Given text –
Scaling Laws Diagnostic Framework
Helps predict whether growth challenges stem from scale limits or execution failures.
A diagnostic framework for identifying which organizational properties scale favorably versus unfavorably, diagnosing scaling inflection points, and designing structures that accommodate scale transitions. Helps predict whether growth challenges stem from scale limits or execution failures.
When to Use Scaling Laws Diagnostic Framework
Use when experiencing growth challenges (declining productivity, slow decisions, coordination overhead), planning significant scaling, or diagnosing whether problems are structural versus executional.
How to Apply
Identify Your Scaling Exponents
Map key organizational properties and calculate how they scale with size (employees, revenue, customers).
Questions to Ask
- How does revenue per employee change as headcount grows?
- How do coordination costs (meetings, decision time) scale with headcount?
- How does innovation rate per employee change with growth?
- How does decision speed change as layers are added?
Outputs
- Scaling exponents for key properties
- Comparison to industry benchmarks
Calculate Approximate Exponents
Use the formula b = log(Y2/Y1) / log(X2/X1) to find scaling exponents by comparing values at two different sizes.
Questions to Ask
- What was revenue/employee at 100 employees vs. 500 employees?
- How did meeting hours/employee change between those sizes?
- Did innovation rate per person increase or decrease?
Outputs
- Numerical exponents for each property
- Classification as sublinear (<1), linear (=1), or superlinear (>1)
Benchmark Against Biology
Compare your exponents to biological analogs to interpret their meaning.
Questions to Ask
- Is revenue/employee >1.0 (superlinear, rare - network effects)?

Provided information –
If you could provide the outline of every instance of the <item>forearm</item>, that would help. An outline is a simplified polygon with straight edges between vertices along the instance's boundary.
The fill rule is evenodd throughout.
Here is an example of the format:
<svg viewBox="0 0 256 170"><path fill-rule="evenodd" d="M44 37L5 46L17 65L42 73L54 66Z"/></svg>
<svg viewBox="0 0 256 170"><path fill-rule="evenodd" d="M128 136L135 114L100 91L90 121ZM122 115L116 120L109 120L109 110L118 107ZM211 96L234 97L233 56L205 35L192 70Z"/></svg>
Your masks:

---

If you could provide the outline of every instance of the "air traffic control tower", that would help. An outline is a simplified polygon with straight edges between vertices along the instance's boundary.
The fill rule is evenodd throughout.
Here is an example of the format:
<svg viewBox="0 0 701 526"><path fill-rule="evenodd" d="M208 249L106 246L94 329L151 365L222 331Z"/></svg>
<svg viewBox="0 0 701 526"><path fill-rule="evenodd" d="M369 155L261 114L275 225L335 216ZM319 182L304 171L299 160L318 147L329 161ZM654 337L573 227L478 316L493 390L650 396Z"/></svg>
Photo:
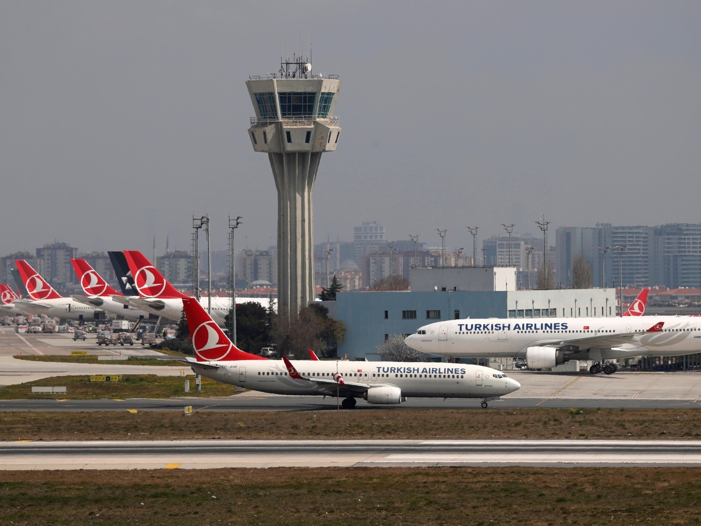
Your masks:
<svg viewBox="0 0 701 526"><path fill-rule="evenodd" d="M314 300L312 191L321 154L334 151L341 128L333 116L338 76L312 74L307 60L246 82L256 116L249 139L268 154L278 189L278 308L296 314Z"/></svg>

Task to carry out – Can you carry on the scaling laws diagnostic framework text, starting right after its last line?

Written response –
- Is revenue/employee 0.7-1.0 (healthy, like metabolic efficiency)?
- Are coordination costs >1.5 (superlinear burden, like bone scaling)?
- Is innovation rate <0.5 (very sublinear, stifling growth)?
Outputs
- Interpretation guide
- Action recommendations
Diagnose Scaling Inflection Points
Identify which threshold your organization is approaching or has passed.
Questions to Ask
- Have you passed Dunbar's Number (~150)? Is informal coordination breaking down?
- Are you in product-market fit scaling (100-500)? Is process replacing flexibility?
- Are you hitting multi-product complexity (1,000-5,000)? Are decision bottlenecks at executive level?
- Are you facing bureaucratic drag (10,000+)? Is innovation per employee declining?
Outputs
- Current inflection point diagnosis
- Symptoms checklist
Design for Favorable Scaling
Apply structural principles to improve scaling trajectories.
Questions to Ask
- Can you modularize to keep effective size small (teams 5-10, divisions <1,000)?
- Can you automate to achieve superlinear revenue scaling?
- Can you reduce coordination surface area through vertical integration or APIs?
- Which properties must you accept will scale unfavorably?